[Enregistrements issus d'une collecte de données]
=-=-=
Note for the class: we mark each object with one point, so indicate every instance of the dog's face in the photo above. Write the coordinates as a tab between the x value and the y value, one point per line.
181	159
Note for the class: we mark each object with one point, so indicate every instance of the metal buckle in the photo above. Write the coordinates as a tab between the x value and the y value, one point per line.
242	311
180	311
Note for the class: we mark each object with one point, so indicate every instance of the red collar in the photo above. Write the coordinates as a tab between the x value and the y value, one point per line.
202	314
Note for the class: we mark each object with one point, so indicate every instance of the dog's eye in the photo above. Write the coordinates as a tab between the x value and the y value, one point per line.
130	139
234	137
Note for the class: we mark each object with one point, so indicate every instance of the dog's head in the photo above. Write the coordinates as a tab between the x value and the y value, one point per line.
=-=-=
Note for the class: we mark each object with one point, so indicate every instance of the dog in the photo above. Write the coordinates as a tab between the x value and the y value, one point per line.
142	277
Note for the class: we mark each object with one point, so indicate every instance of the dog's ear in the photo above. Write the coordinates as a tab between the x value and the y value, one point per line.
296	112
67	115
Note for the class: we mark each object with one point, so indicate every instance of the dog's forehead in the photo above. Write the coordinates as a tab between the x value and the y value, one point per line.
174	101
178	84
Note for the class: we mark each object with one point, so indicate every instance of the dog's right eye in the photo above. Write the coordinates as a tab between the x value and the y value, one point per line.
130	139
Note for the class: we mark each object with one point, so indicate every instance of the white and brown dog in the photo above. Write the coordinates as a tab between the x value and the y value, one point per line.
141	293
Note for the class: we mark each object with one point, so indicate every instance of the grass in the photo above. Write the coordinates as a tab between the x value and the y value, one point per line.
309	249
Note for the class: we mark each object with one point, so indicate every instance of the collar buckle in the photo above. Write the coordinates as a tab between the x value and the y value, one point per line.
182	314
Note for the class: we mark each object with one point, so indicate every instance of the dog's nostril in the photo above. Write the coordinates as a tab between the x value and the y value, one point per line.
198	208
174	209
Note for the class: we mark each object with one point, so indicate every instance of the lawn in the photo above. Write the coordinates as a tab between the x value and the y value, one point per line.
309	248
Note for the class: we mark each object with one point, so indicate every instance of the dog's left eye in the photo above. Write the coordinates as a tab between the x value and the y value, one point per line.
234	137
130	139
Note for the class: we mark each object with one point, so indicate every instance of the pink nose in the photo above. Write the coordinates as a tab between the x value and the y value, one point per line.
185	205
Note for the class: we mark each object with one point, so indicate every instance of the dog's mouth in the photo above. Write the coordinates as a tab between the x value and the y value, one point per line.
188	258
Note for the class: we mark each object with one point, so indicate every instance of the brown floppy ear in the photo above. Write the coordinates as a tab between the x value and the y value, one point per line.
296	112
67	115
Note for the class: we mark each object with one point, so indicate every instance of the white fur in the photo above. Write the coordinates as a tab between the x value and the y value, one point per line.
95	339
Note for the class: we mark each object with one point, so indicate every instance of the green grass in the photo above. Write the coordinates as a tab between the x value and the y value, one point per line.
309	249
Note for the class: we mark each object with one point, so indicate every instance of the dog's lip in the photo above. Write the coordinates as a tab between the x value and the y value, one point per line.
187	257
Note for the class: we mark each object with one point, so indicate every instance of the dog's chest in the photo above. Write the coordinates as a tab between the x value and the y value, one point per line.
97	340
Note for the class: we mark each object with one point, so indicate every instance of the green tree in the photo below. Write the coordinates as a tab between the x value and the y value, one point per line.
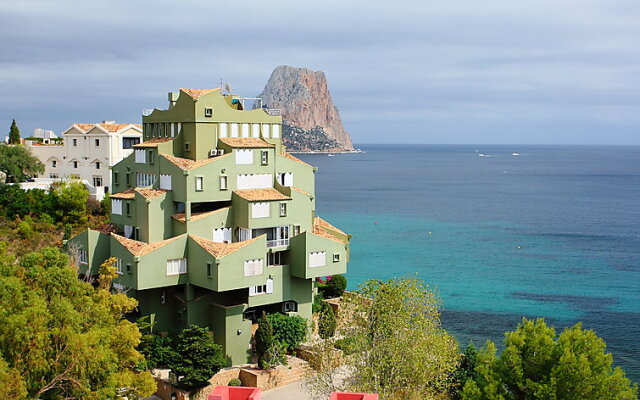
=-=-=
[TRAVAIL DEMANDÉ] Reportez intégralement chaque ligne ci-dessus où figure le mot « grass ».

[RÉPONSE ATTENDUE]
Note for the class: we mark each object with one point, so indicate every instance of the grass in the photo above. Write the coordinates as a tab between the x value and the y value, one point per line.
Note for the class: we mark each object with one point, so indicate every instance of the green grass in the photo above. Write the coordinates as a tab between the x value and the y value, one point per line.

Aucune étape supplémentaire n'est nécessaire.